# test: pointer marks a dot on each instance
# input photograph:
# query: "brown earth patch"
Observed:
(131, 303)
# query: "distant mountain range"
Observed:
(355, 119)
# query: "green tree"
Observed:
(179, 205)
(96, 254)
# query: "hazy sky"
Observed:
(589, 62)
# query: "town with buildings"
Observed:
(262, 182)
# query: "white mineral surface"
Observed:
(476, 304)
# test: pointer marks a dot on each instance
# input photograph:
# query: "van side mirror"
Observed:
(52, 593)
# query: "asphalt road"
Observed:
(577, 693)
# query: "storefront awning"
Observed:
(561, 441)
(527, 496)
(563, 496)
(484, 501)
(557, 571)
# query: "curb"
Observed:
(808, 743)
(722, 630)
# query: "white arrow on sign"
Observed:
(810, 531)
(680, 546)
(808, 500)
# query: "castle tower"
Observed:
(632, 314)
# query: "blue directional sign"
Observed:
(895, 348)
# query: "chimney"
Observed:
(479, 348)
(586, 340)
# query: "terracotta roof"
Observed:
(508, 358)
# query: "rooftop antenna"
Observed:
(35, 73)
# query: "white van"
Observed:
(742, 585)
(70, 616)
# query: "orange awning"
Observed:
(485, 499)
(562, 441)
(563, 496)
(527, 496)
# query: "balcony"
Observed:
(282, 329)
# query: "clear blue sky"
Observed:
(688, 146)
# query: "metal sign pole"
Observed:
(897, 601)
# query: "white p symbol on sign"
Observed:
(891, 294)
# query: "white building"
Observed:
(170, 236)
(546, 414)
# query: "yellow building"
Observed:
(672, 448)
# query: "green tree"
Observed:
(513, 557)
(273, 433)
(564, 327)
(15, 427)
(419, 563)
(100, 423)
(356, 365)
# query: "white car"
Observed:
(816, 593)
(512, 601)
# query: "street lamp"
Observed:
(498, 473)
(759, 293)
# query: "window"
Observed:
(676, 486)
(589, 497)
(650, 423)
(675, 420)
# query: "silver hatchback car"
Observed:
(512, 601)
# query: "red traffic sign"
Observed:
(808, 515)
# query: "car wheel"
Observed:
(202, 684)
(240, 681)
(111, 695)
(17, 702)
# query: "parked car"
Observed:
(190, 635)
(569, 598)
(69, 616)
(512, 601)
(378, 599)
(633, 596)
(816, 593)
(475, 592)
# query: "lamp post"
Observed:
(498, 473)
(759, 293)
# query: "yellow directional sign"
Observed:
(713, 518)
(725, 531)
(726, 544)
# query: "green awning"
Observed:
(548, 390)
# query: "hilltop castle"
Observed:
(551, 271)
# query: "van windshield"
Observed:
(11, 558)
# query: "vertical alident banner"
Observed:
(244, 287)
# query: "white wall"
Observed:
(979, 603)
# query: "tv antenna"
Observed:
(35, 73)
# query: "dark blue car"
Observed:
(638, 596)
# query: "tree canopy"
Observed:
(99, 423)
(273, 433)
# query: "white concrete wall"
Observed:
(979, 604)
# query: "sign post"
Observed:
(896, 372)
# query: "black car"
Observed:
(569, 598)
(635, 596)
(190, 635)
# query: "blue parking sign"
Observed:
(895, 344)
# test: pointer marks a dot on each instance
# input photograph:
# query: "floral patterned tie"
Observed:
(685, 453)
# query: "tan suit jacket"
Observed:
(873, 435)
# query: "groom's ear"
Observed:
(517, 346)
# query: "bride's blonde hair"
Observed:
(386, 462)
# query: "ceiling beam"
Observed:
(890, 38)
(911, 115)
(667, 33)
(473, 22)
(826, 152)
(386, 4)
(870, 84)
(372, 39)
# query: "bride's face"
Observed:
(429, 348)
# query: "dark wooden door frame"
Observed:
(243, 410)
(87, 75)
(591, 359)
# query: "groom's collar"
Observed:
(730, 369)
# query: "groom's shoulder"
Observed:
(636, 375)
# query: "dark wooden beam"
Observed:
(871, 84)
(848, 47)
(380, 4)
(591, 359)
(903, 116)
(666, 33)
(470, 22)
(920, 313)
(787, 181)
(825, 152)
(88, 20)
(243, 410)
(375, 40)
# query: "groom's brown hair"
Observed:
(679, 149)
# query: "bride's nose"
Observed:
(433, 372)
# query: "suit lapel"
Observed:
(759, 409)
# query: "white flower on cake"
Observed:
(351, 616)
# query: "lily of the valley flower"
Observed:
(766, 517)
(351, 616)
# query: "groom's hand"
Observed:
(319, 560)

**THE REQUEST**
Copy all the entries verbatim.

**ANSWER**
# test: pointer marks a dot on each instance
# input photograph:
# query: "brown earth patch"
Observed:
(131, 303)
# query: "distant mountain range"
Observed:
(355, 119)
# query: "green tree"
Observed:
(179, 205)
(96, 254)
# query: "hazy sky"
Observed:
(589, 62)
# query: "town with buildings"
Observed:
(262, 182)
# query: "white mineral surface"
Observed:
(476, 304)
# test: pointer marks a dot on each instance
# input photograph:
# query: "van side mirror"
Observed:
(52, 593)
# query: "asphalt road"
Observed:
(577, 693)
# query: "storefront awning"
Observed:
(561, 441)
(527, 496)
(563, 496)
(484, 501)
(557, 571)
# query: "curb"
Observed:
(808, 743)
(722, 630)
# query: "white arrow on sign"
Observed:
(810, 531)
(680, 546)
(808, 500)
# query: "castle tower"
Observed:
(632, 314)
# query: "blue directional sign"
Observed:
(895, 348)
# query: "chimney"
Observed:
(479, 348)
(586, 340)
# query: "terracotta roof"
Observed:
(508, 358)
# query: "rooftop antenna"
Observed:
(35, 73)
# query: "white van"
Observed:
(742, 585)
(70, 616)
# query: "orange awning"
Observed:
(485, 499)
(562, 441)
(563, 496)
(527, 496)
# query: "balcony"
Observed:
(282, 329)
# query: "clear blue sky"
Observed:
(688, 146)
# query: "metal sign pole"
Observed:
(897, 601)
# query: "white p symbol on sign"
Observed:
(891, 294)
# query: "white building"
Observed:
(170, 236)
(546, 414)
# query: "yellow building"
Observed:
(672, 448)
# query: "green tree"
Observed:
(513, 557)
(273, 433)
(564, 327)
(15, 427)
(419, 563)
(100, 423)
(356, 365)
# query: "white car"
Observed:
(816, 593)
(512, 601)
# query: "street lamp"
Observed:
(498, 473)
(759, 293)
# query: "window"
Observed:
(676, 486)
(589, 497)
(650, 423)
(675, 420)
# query: "silver hatchback car"
Observed:
(512, 601)
# query: "red traffic sign"
Observed:
(808, 515)
# query: "car wheel"
Observed:
(202, 684)
(240, 681)
(111, 695)
(17, 702)
# query: "parked car"
Observed:
(190, 635)
(569, 598)
(69, 616)
(512, 601)
(378, 599)
(633, 596)
(816, 593)
(475, 592)
# query: "lamp post"
Observed:
(498, 473)
(759, 293)
# query: "yellow directional sign"
Observed:
(713, 518)
(725, 531)
(726, 544)
# query: "green awning"
Observed:
(548, 390)
# query: "hilltop castle"
Observed:
(551, 271)
# query: "van windshield"
Observed:
(11, 558)
# query: "vertical alident banner"
Observed:
(244, 287)
# query: "white wall"
Observed:
(979, 603)
# query: "tv antenna"
Observed:
(35, 73)
# query: "dark blue car"
Observed:
(638, 596)
# query: "tree canopy"
Observed:
(99, 423)
(273, 433)
# query: "white concrete wall"
Observed:
(979, 604)
# query: "sign post"
Observed:
(896, 372)
# query: "black car"
Observed:
(569, 598)
(635, 596)
(190, 635)
# query: "blue parking sign"
Observed:
(895, 344)
# test: pointer marks a dot on each instance
# input photograph:
# query: "floral patterned tie"
Observed:
(685, 453)
# query: "tan suit jacket"
Observed:
(873, 435)
# query: "groom's ear"
Observed:
(517, 346)
# query: "bride's blonde hair"
Observed:
(386, 462)
# query: "ceiling beam"
Observed:
(890, 38)
(911, 115)
(667, 33)
(473, 22)
(826, 152)
(386, 4)
(870, 84)
(372, 39)
# query: "bride's face"
Observed:
(429, 348)
# query: "dark wooden door frame"
Observed:
(243, 410)
(87, 75)
(591, 359)
# query: "groom's collar"
Observed:
(730, 369)
# query: "groom's shoulder"
Observed:
(636, 375)
# query: "dark wooden beam"
Observed:
(871, 84)
(848, 47)
(380, 4)
(591, 359)
(903, 116)
(666, 33)
(470, 22)
(920, 313)
(787, 181)
(825, 152)
(88, 20)
(243, 410)
(375, 40)
# query: "groom's brown hair"
Observed:
(679, 149)
# query: "bride's nose"
Observed:
(433, 372)
# query: "suit lapel"
Observed:
(759, 409)
# query: "white flower on cake"
Observed:
(351, 616)
# query: "lily of the valley flower"
Observed:
(766, 517)
(351, 616)
# query: "groom's hand"
Observed:
(319, 560)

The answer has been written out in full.